**Location labeling records:**
********************

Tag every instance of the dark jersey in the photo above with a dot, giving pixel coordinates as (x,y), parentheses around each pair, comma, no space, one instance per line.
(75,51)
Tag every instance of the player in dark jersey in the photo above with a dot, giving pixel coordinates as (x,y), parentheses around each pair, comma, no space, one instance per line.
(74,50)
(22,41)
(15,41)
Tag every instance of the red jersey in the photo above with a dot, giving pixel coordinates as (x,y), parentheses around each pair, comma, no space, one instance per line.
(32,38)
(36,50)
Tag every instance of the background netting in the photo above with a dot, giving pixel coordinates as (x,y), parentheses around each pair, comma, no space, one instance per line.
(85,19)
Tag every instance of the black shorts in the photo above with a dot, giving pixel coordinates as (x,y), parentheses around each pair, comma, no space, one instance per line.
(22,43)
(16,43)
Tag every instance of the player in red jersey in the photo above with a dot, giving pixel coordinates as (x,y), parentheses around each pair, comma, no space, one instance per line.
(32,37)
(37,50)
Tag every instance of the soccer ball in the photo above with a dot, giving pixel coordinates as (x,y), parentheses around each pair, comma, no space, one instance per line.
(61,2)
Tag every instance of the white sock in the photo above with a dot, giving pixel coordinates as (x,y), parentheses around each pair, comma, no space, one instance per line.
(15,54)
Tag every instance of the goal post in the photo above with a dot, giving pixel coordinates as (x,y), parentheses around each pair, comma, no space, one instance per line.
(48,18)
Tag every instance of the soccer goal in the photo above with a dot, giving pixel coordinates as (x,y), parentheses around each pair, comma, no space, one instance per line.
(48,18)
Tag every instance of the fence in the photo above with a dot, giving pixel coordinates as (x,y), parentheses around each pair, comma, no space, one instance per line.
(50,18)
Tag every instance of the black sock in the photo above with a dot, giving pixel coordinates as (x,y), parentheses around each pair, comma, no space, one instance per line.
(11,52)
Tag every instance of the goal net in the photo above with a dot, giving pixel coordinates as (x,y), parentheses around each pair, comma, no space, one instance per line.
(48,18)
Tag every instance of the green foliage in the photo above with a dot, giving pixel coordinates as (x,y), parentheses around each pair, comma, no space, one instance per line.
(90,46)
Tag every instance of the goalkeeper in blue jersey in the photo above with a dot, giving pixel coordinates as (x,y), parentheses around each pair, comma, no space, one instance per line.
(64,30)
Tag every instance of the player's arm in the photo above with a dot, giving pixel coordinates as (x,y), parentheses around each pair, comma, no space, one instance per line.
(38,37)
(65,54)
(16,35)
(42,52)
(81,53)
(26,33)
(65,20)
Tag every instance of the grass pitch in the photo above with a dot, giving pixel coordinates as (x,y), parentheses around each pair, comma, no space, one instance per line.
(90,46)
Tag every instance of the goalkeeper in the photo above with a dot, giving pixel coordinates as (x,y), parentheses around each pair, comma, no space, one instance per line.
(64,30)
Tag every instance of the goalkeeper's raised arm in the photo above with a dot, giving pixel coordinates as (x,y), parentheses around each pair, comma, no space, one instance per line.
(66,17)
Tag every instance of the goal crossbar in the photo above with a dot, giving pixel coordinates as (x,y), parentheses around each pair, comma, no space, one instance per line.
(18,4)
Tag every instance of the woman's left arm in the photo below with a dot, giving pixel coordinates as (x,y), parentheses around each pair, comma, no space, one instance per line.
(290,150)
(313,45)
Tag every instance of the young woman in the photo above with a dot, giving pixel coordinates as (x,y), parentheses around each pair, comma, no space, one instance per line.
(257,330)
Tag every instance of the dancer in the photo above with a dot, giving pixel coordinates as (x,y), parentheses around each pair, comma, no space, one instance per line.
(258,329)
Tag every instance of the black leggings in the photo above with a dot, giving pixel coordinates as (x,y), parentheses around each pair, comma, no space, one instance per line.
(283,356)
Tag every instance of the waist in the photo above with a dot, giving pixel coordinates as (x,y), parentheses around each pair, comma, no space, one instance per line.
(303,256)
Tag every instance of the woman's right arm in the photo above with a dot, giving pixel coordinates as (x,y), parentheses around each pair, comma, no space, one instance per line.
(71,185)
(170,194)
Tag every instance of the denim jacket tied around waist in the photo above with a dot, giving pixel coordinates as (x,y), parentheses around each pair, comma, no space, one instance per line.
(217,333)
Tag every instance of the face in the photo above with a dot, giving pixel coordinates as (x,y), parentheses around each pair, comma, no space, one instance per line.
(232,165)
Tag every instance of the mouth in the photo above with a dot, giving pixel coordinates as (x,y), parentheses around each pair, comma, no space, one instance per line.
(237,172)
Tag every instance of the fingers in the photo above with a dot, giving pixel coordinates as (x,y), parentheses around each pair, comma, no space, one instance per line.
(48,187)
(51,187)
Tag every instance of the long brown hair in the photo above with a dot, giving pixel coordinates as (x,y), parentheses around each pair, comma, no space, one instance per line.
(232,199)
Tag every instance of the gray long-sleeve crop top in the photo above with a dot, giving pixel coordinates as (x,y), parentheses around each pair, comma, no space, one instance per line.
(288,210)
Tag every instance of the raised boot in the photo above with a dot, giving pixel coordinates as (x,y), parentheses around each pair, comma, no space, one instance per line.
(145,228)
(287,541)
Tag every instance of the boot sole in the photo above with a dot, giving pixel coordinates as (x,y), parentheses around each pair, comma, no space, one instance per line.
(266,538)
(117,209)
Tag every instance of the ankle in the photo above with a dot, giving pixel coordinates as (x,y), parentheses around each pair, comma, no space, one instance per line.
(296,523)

********************

**Aim of the task:** Reproduce the lines word for word, starting at the one holding "Tag every instance of the black leggings" and ending at the final line of the material above.

**Task result:**
Tag every instance of the black leggings in the photo above with a dot, giving pixel coordinates as (x,y), parentheses around each pair, comma, no space, one instance per line.
(283,356)
Tag every instance of the waist in the photo above with a dot, giving pixel coordinates as (x,y), parentheses around each pair, comma, no space, one instance per line.
(303,256)
Tag every instance of the woman's right arm in the photo above with a dot, giving pixel coordinates as (x,y), parentheses around each pair, comma, no space, one instance per line.
(71,185)
(170,194)
Tag every instance of the denim jacket tied around waist in the photo above with a dot, giving pixel coordinates as (x,y), parentheses around each pair, comma, no space, one instance per line.
(217,333)
Tag every instance of the face in the photo above with a dot, giving pixel coordinates as (x,y), parentheses around each pair, comma, no space, one instance per line.
(232,165)
Tag every instance of the mouth in the photo above with a dot, giving pixel coordinates as (x,y), parentheses around each pair, comma, no space, one instance per line.
(237,172)
Tag every instance of the fingers in the photo above with a dot, giving pixel coordinates as (x,y), parentheses around each pair, comma, no space, one instance per line.
(48,187)
(51,187)
Tag every instance of the long brown hair in the photo above with a dot, giving pixel coordinates as (x,y), parentheses around each pair, comma, no space, one instance per line.
(232,199)
Tag every instance of the gray long-sleeve crop top in the photo above with a dot, giving pixel coordinates as (x,y), parentheses around each pair, comma, no space, one instance per line.
(288,210)
Tag every instance of the raised boot in the photo above with a dot, giving pixel coordinates as (x,y), parentheses around each pair, comma, no space, one instance per line.
(145,228)
(287,541)
Tag every instance of the boot sole in the photo above with a dot, giving pixel coordinates as (x,y), parentheses around each pair, comma, no space, one instance per line.
(266,538)
(117,209)
Tag every instance of the ankle in the photo above with a dot, giving pixel coordinates as (x,y), parentheses around each pair, comma, no space, one instance per line.
(296,523)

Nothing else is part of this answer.